Data excerpted from a collection:

····················

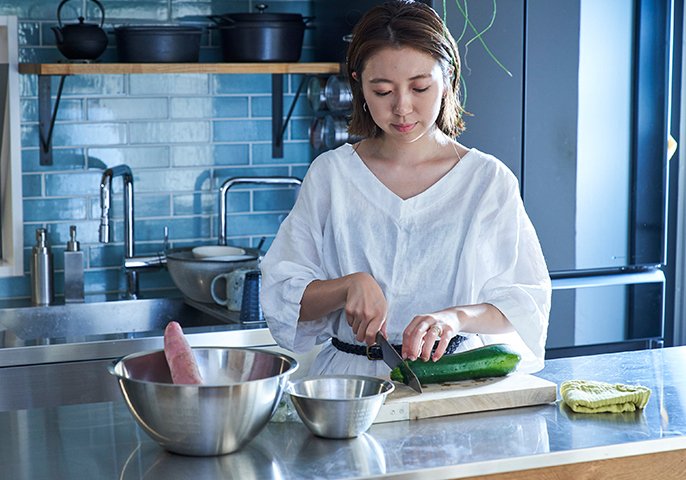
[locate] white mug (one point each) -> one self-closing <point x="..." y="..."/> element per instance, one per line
<point x="232" y="293"/>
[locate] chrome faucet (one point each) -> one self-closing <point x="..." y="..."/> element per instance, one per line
<point x="131" y="263"/>
<point x="224" y="190"/>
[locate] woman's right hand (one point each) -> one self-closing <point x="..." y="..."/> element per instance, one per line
<point x="365" y="307"/>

····················

■ To be done ■
Rewrite all of the data above with "a single point per instance" substituted for every occurrence of "one point each", changing nothing else, and leave the pictures out.

■ Reply to the exercise ■
[locate] white mug (a single point per instance) -> one self-closing <point x="..." y="..."/> element per instance, one per line
<point x="232" y="293"/>
[locate] chrome faucet (a single point per instance) -> one self-closing <point x="..." y="..."/> element per instance, one per line
<point x="131" y="263"/>
<point x="224" y="190"/>
[locate] woman's right hand (a single point per instance) -> one self-closing <point x="..." y="..."/> element per instance, one per line
<point x="365" y="307"/>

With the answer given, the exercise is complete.